■ **Requirements**:
Copy out every line from the one with "of the pregnant" through the last line, both included. Change only the point coordinates: multiply each by 0.7 and round it to a whole number, with halves rounding up.
/---
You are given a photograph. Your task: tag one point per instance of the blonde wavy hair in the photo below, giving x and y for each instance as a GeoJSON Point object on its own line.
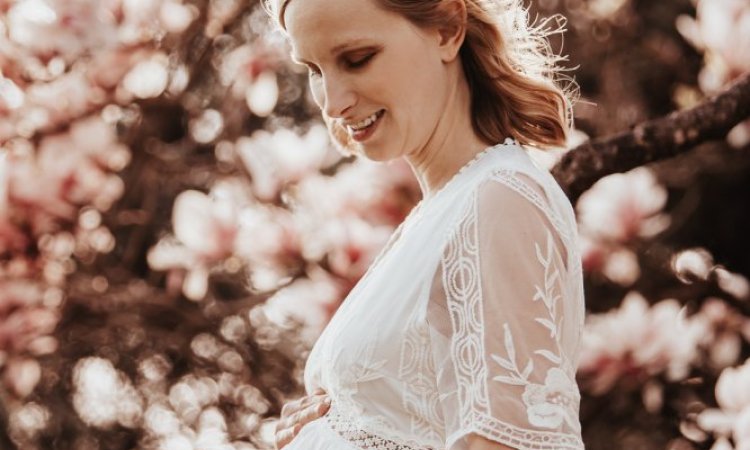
{"type": "Point", "coordinates": [514, 77]}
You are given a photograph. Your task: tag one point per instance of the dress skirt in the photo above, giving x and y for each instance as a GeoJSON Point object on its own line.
{"type": "Point", "coordinates": [318, 435]}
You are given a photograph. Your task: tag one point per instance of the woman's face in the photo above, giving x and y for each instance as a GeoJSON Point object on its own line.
{"type": "Point", "coordinates": [366, 63]}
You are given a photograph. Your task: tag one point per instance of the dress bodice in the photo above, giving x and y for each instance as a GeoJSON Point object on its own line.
{"type": "Point", "coordinates": [468, 321]}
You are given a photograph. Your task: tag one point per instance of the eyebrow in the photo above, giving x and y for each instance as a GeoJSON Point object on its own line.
{"type": "Point", "coordinates": [336, 49]}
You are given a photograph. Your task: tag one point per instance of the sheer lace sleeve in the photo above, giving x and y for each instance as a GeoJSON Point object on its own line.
{"type": "Point", "coordinates": [502, 343]}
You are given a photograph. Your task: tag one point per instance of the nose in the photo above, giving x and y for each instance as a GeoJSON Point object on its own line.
{"type": "Point", "coordinates": [338, 97]}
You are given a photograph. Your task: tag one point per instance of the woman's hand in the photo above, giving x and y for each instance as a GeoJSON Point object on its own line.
{"type": "Point", "coordinates": [295, 414]}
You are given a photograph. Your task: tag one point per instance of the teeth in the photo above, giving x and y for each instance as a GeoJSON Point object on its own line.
{"type": "Point", "coordinates": [364, 123]}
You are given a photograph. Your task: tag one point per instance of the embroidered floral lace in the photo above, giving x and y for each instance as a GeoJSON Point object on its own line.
{"type": "Point", "coordinates": [468, 323]}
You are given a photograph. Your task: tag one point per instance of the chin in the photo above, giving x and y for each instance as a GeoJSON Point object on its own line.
{"type": "Point", "coordinates": [349, 147]}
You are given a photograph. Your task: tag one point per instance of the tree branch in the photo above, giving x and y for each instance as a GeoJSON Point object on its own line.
{"type": "Point", "coordinates": [653, 140]}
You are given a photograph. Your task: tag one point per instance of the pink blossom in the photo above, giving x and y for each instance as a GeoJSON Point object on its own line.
{"type": "Point", "coordinates": [721, 29]}
{"type": "Point", "coordinates": [623, 206]}
{"type": "Point", "coordinates": [310, 302]}
{"type": "Point", "coordinates": [205, 225]}
{"type": "Point", "coordinates": [638, 339]}
{"type": "Point", "coordinates": [23, 315]}
{"type": "Point", "coordinates": [277, 159]}
{"type": "Point", "coordinates": [64, 27]}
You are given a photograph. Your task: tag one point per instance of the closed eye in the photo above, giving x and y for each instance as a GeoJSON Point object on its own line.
{"type": "Point", "coordinates": [361, 62]}
{"type": "Point", "coordinates": [313, 72]}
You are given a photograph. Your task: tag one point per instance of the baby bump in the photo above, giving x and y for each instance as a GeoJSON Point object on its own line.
{"type": "Point", "coordinates": [318, 435]}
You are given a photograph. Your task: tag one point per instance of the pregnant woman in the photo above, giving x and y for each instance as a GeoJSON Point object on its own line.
{"type": "Point", "coordinates": [464, 333]}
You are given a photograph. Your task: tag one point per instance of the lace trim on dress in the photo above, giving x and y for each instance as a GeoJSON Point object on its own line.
{"type": "Point", "coordinates": [417, 371]}
{"type": "Point", "coordinates": [462, 283]}
{"type": "Point", "coordinates": [519, 438]}
{"type": "Point", "coordinates": [348, 430]}
{"type": "Point", "coordinates": [509, 178]}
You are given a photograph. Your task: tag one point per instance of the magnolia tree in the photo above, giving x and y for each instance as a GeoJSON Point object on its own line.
{"type": "Point", "coordinates": [176, 227]}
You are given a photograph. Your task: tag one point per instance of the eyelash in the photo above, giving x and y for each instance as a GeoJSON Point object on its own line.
{"type": "Point", "coordinates": [352, 65]}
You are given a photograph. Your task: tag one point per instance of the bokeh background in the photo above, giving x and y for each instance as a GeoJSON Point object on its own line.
{"type": "Point", "coordinates": [176, 228]}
\---
■ **Result of this task**:
You are given a photograph. Your task: tag one point per instance of the pregnant woman in the photo above, giving x and y for each instance as a GeoJSON Point object on its own line.
{"type": "Point", "coordinates": [325, 233]}
You are given a photograph. Your task: tag one point per instance of the lace trim on dress in the photo above, giving x and y for each instance as a GeoJSON Point object on its own line.
{"type": "Point", "coordinates": [292, 260]}
{"type": "Point", "coordinates": [323, 198]}
{"type": "Point", "coordinates": [363, 307]}
{"type": "Point", "coordinates": [244, 301]}
{"type": "Point", "coordinates": [356, 125]}
You are given a photograph. Your task: tag one point per instance of the magnolia tree in the photo above, giving x and y for each instance as a GeoJSON Point object on its own line.
{"type": "Point", "coordinates": [123, 159]}
You are given a photograph. Your task: tag one point per instance of the eyelash in the photo above, giving x and y for each instance as a GeoJSON Point object on its own line.
{"type": "Point", "coordinates": [246, 46]}
You are given a photograph. Your task: tag one point per instance of the bokeh background in the photo above, giving x and y for each instance as a GeoJSON Point object on its own line.
{"type": "Point", "coordinates": [123, 160]}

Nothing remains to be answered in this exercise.